▸ Tasks to complete:
• 1. In the Anselmo Ricardo Ribeiro article, where did he complete his novitiate in 1998?
• 2. Copy word for word everything in the Anselmo Ricardo Ribeiro article from "He later studied" down to "bishop of Vitória.".

▸ Source text:
Segment Open
- Church: Catholic Church
- Installed: 4 July 2024
- Predecessor: Paulus Budi Kleden

Orders
- Ordination: 30 April 2005 by Silvestre Luís Scandian

Personal details
- Born: June 6, 1974 (age 52) Rio de Janeiro, Brazil
- Denomination: Roman Catholic

= Anselmo Ricardo Ribeiro =

Brazilian Catholic priest and missionary

Anselmo Ricardo Ribeiro, S.V.D. (born 6 June 1974), is a Brazilian Catholic priest and missionary of the Society of the Divine Word. Since July 2024, he has served as Superior General of the congregation, becoming the first Brazilian and the first Latin American elected to the position.

== Early life and education ==

Anselmo Ricardo Ribeiro was born on 6 June 1974 in Rio de Janeiro, Brazil, at Pedro II Hospital in the neighborhood of Santa Cruz. He is the youngest of six children of Hilda de Freitas Ribeiro and Domingo Ribeiro Filho.

He attended the Technical School of the Federal Rural University of Rio de Janeiro (CTUR), in Seropédica. During his youth, he participated in activities at Saint Benedict Parish and in Catholic youth movements, including the Catholic Charismatic Renewal.

In 1994, he entered the seminary of the Society of the Divine Word, completing preparatory studies in Juiz de Fora. From 1995 to 1997, he studied philosophy at the Saint Thomas Aquinas Institute (ISTA) in Belo Horizonte.

In 1998, he completed his novitiate in Juquiá, in the Diocese of Registro, and professed his first religious vows on 10 January 1999.

He later studied theology in São Paulo and carried out missionary work in Salto de Agua, Chiapas, Mexico, between 2001 and 2002. He also studied journalism at the Higher Education Center of Juiz de Fora (CES/JF).

== Priesthood ==

Ribeiro professed his perpetual vows in March 2004 at the Basilica of the National Shrine of Our Lady of Aparecida. He was ordained deacon in April 2004.

He was ordained a priest on 30 April 2005 in Santa Cruz, Rio de Janeiro, by Bishop Silvestre Luís Scandian, emeritus bishop of Vitória.

After ordination, he served as parochial vicar in Barra Mansa between 2005 and 2006. In 2007, he became parish priest in Três Rios, in the Diocese of Valença.

From 2008 to 2011, he served as rector of the Society of the Divine Word residence in Juiz de Fora.

== Leadership in the Society of the Divine Word ==

In September 2010, Ribeiro was elected Provincial Superior of the Brazil North Province of the Society of the Divine Word, headquartered in Belo Horizonte. He was reelected in 2014 for a second term.
Segment Closed
▸ Data shown:
Segment Open
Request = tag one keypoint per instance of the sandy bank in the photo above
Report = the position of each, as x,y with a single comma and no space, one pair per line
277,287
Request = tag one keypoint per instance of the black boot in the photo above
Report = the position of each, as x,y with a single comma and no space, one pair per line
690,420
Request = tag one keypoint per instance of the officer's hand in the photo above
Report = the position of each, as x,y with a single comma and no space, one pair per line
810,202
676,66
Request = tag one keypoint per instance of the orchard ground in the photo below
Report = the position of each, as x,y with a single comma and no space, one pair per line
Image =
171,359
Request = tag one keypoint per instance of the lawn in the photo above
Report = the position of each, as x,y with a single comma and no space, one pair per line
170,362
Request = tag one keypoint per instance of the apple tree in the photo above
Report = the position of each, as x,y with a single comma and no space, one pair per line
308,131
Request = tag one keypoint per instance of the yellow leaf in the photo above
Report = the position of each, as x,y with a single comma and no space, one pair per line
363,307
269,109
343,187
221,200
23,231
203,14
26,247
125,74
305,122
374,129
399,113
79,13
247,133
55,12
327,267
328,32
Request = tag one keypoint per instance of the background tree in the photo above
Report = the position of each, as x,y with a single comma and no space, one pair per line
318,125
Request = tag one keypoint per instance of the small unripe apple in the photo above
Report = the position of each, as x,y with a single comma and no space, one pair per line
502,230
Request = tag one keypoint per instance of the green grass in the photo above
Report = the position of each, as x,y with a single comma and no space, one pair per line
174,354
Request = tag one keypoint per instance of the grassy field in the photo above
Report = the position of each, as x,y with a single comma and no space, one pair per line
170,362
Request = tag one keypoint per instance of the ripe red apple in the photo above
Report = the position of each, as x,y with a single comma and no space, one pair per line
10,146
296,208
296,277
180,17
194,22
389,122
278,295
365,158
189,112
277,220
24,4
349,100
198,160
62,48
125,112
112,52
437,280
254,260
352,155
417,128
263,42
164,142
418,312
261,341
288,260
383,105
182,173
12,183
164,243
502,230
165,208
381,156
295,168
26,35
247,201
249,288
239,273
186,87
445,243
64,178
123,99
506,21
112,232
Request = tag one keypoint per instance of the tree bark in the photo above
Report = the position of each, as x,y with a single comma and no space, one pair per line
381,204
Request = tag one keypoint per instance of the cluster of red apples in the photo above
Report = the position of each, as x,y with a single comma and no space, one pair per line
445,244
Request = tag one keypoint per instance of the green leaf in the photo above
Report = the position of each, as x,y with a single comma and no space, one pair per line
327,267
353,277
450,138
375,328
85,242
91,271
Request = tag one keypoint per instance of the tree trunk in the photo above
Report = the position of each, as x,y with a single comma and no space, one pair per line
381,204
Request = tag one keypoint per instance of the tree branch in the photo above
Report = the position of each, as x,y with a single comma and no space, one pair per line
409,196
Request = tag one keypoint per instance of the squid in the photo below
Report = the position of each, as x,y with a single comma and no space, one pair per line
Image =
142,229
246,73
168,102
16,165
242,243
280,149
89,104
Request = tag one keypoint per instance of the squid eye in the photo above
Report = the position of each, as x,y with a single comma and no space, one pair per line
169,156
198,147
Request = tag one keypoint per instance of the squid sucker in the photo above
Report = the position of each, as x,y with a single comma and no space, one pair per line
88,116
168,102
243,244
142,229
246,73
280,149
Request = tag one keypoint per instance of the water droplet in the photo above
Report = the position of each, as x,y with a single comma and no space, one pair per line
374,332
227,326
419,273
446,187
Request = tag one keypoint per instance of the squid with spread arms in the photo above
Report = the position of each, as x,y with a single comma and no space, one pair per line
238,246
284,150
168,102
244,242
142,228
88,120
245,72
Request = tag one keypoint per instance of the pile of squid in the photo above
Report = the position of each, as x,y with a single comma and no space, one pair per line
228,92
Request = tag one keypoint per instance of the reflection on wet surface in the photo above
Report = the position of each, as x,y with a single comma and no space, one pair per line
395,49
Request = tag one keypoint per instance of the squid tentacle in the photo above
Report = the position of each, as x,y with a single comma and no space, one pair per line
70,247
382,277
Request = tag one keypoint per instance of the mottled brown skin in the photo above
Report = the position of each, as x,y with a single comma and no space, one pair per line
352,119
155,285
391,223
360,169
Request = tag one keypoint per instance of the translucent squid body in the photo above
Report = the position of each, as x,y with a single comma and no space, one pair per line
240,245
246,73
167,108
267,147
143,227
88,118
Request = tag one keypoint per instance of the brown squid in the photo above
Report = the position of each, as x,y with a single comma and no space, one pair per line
Segment Closed
▸ List of solutions:
• 1. In Juquiá, in the Diocese of Registro.

• 2.
He later studied theology in São Paulo and carried out missionary work in Salto de Agua, Chiapas, Mexico, between 2001 and 2002. He also studied journalism at the Higher Education Center of Juiz de Fora (CES/JF).

== Priesthood ==

Ribeiro professed his perpetual vows in March 2004 at the Basilica of the National Shrine of Our Lady of Aparecida. He was ordained deacon in April 2004.

He was ordained a priest on 30 April 2005 in Santa Cruz, Rio de Janeiro, by Bishop Silvestre Luís Scandian, emeritus bishop of Vitória.